-------- Provided information --------

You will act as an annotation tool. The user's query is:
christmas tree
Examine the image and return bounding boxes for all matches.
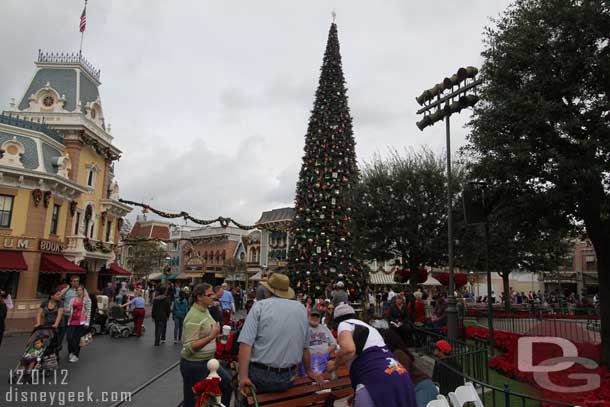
[288,22,365,299]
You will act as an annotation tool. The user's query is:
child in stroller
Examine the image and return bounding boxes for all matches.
[14,326,60,380]
[20,337,45,371]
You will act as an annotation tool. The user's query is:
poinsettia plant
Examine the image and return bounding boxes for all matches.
[192,377,222,407]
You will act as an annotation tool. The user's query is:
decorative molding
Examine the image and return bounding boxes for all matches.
[26,83,68,114]
[54,153,72,178]
[0,137,25,168]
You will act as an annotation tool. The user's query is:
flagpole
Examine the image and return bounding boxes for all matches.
[79,0,88,59]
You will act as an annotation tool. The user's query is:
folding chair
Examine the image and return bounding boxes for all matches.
[426,394,451,407]
[448,382,484,407]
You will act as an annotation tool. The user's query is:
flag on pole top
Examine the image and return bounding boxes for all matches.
[79,3,87,33]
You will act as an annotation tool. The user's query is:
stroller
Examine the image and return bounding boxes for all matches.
[91,295,109,335]
[12,326,60,382]
[107,305,144,338]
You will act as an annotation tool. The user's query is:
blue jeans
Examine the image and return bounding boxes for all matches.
[180,358,233,407]
[173,316,184,341]
[415,379,440,407]
[249,364,297,393]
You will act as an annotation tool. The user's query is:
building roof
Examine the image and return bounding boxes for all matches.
[128,220,170,240]
[256,207,294,225]
[18,52,101,115]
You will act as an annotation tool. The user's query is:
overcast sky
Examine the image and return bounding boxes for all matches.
[0,0,513,225]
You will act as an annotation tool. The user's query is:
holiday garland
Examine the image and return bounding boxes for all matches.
[119,199,256,230]
[83,238,114,253]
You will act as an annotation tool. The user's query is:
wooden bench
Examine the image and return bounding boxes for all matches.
[246,367,353,407]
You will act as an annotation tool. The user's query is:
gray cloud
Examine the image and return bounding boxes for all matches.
[0,0,513,225]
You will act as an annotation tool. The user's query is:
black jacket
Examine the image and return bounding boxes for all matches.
[151,295,171,321]
[432,357,464,395]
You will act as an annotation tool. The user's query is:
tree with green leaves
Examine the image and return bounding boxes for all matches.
[222,257,247,284]
[288,22,365,298]
[457,188,571,311]
[126,240,168,281]
[352,148,464,282]
[464,0,610,364]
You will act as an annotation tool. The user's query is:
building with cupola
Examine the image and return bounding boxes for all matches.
[0,51,131,329]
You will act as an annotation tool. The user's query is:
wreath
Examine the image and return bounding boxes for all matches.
[43,191,52,208]
[32,189,43,207]
[85,205,93,221]
[70,201,78,216]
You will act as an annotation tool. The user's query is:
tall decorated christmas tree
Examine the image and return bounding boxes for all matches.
[288,21,365,299]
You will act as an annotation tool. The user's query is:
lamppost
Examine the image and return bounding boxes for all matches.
[415,66,482,340]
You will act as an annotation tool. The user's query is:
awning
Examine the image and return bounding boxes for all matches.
[419,275,442,286]
[100,263,132,276]
[147,272,163,280]
[111,263,131,276]
[0,251,28,271]
[250,271,263,281]
[162,273,178,280]
[175,272,193,280]
[225,274,246,281]
[40,254,86,274]
[368,271,397,285]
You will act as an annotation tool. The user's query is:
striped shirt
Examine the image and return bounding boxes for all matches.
[180,303,216,362]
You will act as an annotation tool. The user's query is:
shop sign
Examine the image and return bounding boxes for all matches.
[39,239,63,254]
[2,237,34,250]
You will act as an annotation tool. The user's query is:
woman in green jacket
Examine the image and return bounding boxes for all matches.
[180,283,232,407]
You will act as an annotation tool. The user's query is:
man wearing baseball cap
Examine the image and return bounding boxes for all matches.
[432,340,464,395]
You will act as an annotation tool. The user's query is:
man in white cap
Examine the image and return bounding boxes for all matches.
[238,273,323,396]
[331,281,348,307]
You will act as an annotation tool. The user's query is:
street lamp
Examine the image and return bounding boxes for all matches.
[415,66,482,340]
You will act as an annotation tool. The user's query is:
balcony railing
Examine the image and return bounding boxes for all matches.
[65,236,115,256]
[38,50,101,82]
[0,113,63,144]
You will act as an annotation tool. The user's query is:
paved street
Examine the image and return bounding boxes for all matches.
[0,317,184,407]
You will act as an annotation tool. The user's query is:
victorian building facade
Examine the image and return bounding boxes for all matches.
[1,51,131,327]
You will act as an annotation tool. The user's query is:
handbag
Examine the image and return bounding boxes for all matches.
[80,331,93,347]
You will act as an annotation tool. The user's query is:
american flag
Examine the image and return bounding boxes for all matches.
[79,3,87,33]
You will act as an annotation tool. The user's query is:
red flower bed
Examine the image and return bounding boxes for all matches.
[465,326,608,407]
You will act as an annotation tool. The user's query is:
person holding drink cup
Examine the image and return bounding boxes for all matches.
[180,283,233,407]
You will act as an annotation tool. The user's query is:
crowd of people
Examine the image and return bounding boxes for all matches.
[7,271,600,406]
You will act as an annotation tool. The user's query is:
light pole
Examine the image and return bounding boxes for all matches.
[415,66,481,340]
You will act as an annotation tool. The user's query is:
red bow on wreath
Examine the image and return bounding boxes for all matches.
[192,377,221,407]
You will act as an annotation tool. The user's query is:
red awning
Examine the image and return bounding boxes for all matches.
[0,251,28,271]
[110,263,131,276]
[100,263,132,276]
[40,254,86,274]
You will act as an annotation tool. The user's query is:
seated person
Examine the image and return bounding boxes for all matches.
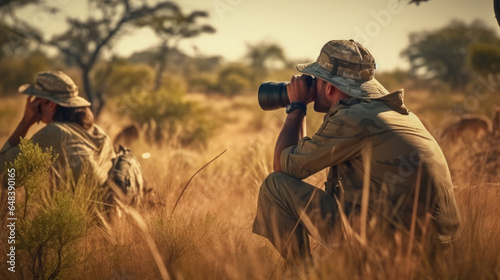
[0,71,115,187]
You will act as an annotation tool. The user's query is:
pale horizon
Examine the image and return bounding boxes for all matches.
[16,0,500,72]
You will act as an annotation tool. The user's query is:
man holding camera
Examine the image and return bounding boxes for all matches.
[252,40,461,267]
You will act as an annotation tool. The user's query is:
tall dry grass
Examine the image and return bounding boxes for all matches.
[1,92,499,279]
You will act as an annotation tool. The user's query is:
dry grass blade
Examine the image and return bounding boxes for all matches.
[115,199,171,280]
[171,149,227,215]
[334,196,362,244]
[52,188,116,207]
[300,212,331,252]
[406,162,423,276]
[360,143,372,245]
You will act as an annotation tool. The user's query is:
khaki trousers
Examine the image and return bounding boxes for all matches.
[252,172,338,264]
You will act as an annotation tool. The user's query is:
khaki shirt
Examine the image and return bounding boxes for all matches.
[1,122,116,187]
[281,90,460,242]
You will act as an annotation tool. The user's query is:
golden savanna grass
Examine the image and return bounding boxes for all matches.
[1,86,500,279]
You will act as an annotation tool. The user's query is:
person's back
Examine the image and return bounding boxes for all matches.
[329,91,459,243]
[29,121,115,186]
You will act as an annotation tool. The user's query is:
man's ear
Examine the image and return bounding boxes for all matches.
[48,101,58,112]
[325,82,336,97]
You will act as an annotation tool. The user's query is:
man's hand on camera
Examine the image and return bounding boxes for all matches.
[287,74,316,104]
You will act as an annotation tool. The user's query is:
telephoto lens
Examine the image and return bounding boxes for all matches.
[258,75,315,110]
[258,82,289,110]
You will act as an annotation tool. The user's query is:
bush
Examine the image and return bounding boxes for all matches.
[0,51,52,95]
[17,195,85,279]
[187,73,217,93]
[4,138,96,279]
[5,138,56,213]
[113,77,215,147]
[469,43,500,75]
[93,61,156,96]
[375,69,412,92]
[213,64,253,95]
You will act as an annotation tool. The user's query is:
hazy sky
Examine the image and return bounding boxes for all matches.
[19,0,499,71]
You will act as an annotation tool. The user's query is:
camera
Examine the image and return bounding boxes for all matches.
[258,75,315,110]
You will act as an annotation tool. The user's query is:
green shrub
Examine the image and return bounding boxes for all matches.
[375,69,412,92]
[0,51,52,95]
[113,78,215,147]
[6,138,56,215]
[469,43,500,75]
[17,195,85,279]
[94,62,156,96]
[187,73,217,93]
[5,138,102,279]
[213,64,253,95]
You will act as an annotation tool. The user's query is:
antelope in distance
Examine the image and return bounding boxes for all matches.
[114,123,141,147]
[441,107,500,143]
[493,105,500,135]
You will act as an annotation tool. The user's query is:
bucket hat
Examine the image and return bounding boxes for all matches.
[18,71,91,107]
[297,40,389,99]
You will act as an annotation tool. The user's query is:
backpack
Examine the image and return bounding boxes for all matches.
[107,145,145,205]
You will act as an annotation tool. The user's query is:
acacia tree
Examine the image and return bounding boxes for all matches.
[0,0,41,8]
[495,0,500,28]
[134,8,215,90]
[409,0,428,4]
[469,43,500,75]
[401,20,500,89]
[0,0,182,116]
[244,42,286,84]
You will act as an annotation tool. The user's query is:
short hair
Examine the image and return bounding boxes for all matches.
[52,106,94,130]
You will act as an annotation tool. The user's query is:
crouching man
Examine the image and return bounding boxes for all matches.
[252,40,461,267]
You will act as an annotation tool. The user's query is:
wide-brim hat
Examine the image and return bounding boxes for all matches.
[18,71,91,107]
[296,40,389,99]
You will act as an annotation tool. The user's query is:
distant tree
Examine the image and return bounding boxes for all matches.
[0,5,38,60]
[245,42,287,81]
[0,50,52,94]
[495,0,500,28]
[192,46,222,72]
[407,0,500,28]
[215,63,252,95]
[0,0,181,116]
[0,17,52,94]
[401,20,500,89]
[0,23,13,59]
[469,43,500,75]
[134,7,215,90]
[0,0,41,8]
[93,57,155,97]
[409,0,428,4]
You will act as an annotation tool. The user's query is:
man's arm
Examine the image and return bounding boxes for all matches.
[273,74,316,172]
[8,121,33,147]
[273,110,306,172]
[6,96,42,146]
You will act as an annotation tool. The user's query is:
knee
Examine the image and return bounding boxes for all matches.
[261,171,287,189]
[259,172,294,198]
[264,171,288,183]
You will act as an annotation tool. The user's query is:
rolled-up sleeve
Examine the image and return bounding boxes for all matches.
[280,112,367,179]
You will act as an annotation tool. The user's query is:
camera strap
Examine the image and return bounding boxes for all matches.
[325,166,344,206]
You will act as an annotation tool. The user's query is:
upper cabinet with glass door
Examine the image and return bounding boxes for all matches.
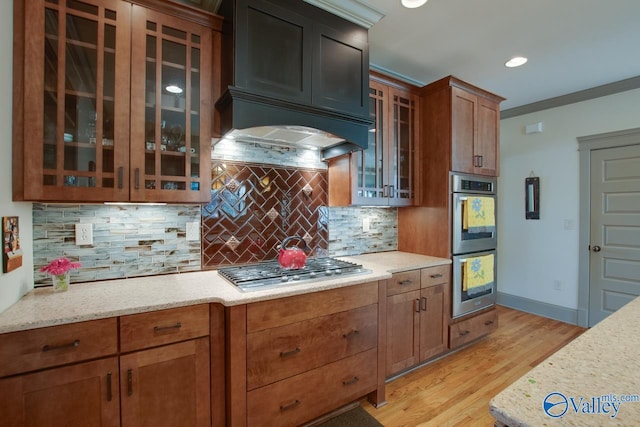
[12,0,221,203]
[328,74,418,207]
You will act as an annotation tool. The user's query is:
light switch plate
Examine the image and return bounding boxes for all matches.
[75,223,93,246]
[186,222,200,241]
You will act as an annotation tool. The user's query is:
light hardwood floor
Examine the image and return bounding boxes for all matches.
[361,305,586,426]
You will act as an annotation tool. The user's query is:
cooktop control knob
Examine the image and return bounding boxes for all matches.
[293,275,300,281]
[281,276,289,282]
[335,269,342,274]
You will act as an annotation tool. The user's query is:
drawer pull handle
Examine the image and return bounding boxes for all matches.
[343,376,359,386]
[280,400,301,412]
[430,273,443,279]
[399,279,413,286]
[484,320,494,326]
[421,297,428,311]
[106,372,113,402]
[280,347,301,358]
[154,322,182,332]
[343,329,360,339]
[42,339,80,352]
[460,330,470,336]
[127,368,133,396]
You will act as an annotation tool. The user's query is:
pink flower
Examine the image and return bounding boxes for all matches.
[40,257,81,276]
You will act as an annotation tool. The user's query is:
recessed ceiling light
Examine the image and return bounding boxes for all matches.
[505,56,528,68]
[165,84,183,94]
[402,0,428,8]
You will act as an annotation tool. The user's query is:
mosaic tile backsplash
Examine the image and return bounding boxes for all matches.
[32,204,201,286]
[201,161,329,267]
[328,207,398,256]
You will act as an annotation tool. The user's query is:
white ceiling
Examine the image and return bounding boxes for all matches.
[361,0,640,111]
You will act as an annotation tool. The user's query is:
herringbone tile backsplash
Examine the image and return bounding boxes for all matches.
[201,161,329,267]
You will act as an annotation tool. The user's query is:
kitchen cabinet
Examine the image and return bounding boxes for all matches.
[0,305,211,427]
[119,305,211,427]
[12,0,221,203]
[0,319,119,427]
[226,282,385,426]
[449,308,498,349]
[328,73,418,206]
[225,0,369,117]
[385,265,450,377]
[417,75,504,187]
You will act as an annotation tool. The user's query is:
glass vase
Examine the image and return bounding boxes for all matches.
[52,272,70,292]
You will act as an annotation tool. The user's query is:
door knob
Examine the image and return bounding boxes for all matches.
[591,245,601,252]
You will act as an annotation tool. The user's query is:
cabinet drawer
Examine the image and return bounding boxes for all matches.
[421,264,450,288]
[247,348,377,427]
[120,304,209,353]
[449,308,498,349]
[247,282,378,333]
[247,304,378,390]
[387,270,421,296]
[0,318,118,377]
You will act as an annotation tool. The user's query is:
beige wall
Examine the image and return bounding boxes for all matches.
[498,87,640,317]
[0,1,34,313]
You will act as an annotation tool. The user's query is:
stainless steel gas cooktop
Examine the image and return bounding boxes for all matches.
[217,257,371,291]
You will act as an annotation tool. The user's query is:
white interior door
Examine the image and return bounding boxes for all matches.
[588,144,640,326]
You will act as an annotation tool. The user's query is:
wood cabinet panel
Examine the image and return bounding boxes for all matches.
[421,264,451,288]
[247,348,377,427]
[387,269,421,296]
[419,283,446,361]
[0,318,117,377]
[0,357,120,427]
[246,282,378,332]
[386,290,420,376]
[449,308,498,349]
[120,337,211,427]
[120,304,209,353]
[247,304,377,390]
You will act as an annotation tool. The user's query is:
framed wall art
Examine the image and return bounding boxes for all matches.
[3,216,23,273]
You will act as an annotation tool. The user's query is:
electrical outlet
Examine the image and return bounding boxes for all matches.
[186,222,200,241]
[75,223,93,246]
[362,217,370,232]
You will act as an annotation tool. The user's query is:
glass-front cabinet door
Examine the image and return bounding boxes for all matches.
[20,0,131,201]
[15,0,215,203]
[389,87,416,206]
[129,6,212,203]
[351,80,415,206]
[352,81,387,205]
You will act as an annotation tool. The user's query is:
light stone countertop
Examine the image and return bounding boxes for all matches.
[490,296,640,426]
[0,251,450,334]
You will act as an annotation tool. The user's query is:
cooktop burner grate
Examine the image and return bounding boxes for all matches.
[217,257,370,291]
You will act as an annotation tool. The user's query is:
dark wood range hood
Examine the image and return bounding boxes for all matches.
[215,0,373,160]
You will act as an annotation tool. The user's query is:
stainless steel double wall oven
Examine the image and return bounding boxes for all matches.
[451,173,497,318]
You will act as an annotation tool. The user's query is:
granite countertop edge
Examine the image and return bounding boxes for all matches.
[0,251,451,334]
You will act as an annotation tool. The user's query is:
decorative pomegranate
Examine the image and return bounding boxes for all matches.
[278,236,308,269]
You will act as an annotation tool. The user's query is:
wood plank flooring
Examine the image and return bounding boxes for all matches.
[361,305,586,426]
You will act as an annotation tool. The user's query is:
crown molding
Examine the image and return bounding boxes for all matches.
[501,75,640,119]
[369,63,426,87]
[304,0,385,28]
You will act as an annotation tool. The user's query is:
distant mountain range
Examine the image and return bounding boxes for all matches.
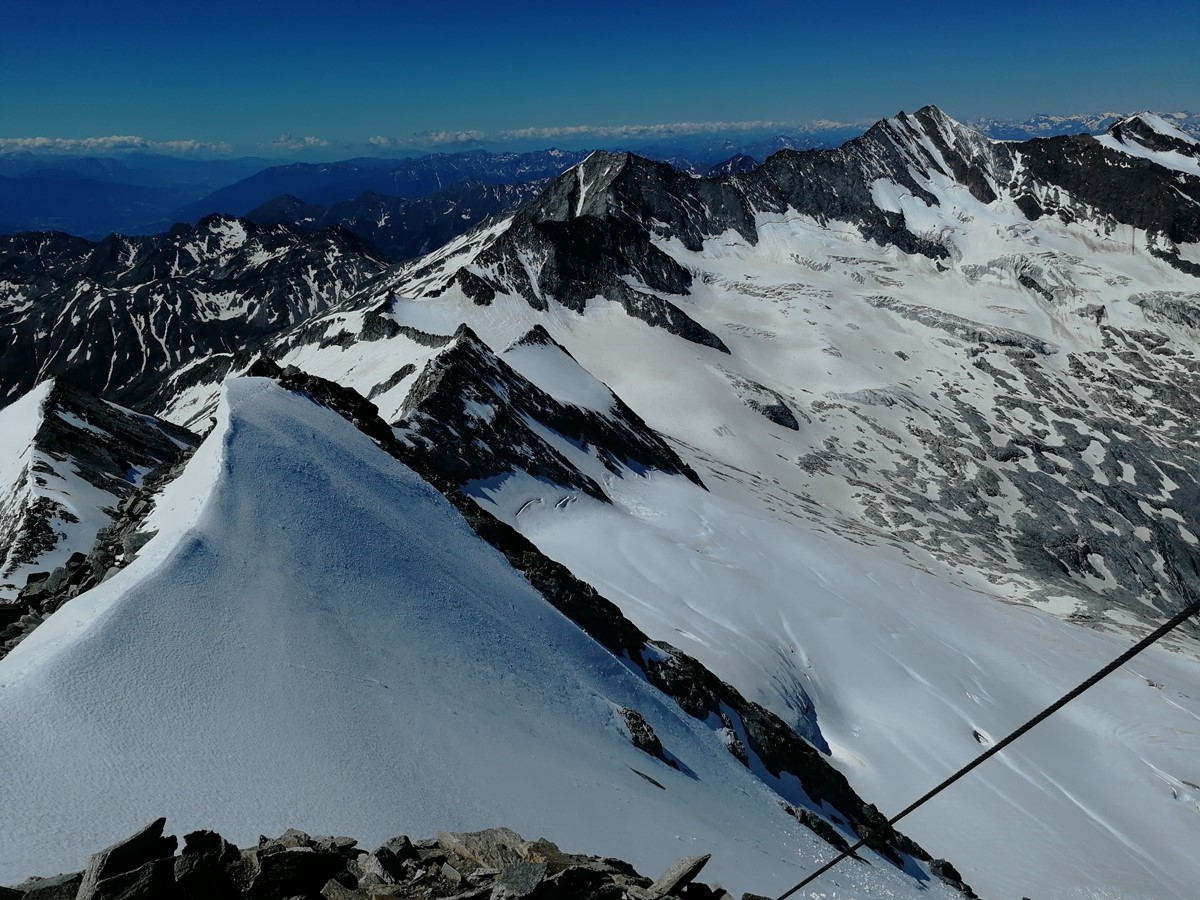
[970,110,1200,140]
[179,150,592,220]
[242,179,550,261]
[0,216,388,406]
[3,110,1196,243]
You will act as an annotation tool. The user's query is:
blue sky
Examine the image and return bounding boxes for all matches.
[2,0,1196,155]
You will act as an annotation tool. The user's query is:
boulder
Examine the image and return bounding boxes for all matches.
[82,858,175,900]
[491,861,545,898]
[174,829,241,899]
[242,846,347,899]
[539,865,625,899]
[320,879,367,900]
[648,854,710,898]
[435,829,531,869]
[76,818,177,900]
[929,859,979,899]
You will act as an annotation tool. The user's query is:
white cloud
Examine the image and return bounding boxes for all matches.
[270,134,331,151]
[369,118,865,148]
[0,135,233,155]
[370,130,487,149]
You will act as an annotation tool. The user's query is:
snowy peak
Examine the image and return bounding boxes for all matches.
[1014,122,1200,271]
[897,104,1008,202]
[421,168,730,352]
[706,153,759,176]
[1111,112,1200,149]
[1102,112,1200,170]
[0,378,197,602]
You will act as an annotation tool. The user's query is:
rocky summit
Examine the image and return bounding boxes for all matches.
[1,820,804,900]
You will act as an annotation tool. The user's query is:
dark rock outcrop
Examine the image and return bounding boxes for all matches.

--------

**What you need to do**
Collect from the data above every line that includes "glass".

**Answer for this exercise**
upper cabinet with glass door
glass vase
glass-front cabinet door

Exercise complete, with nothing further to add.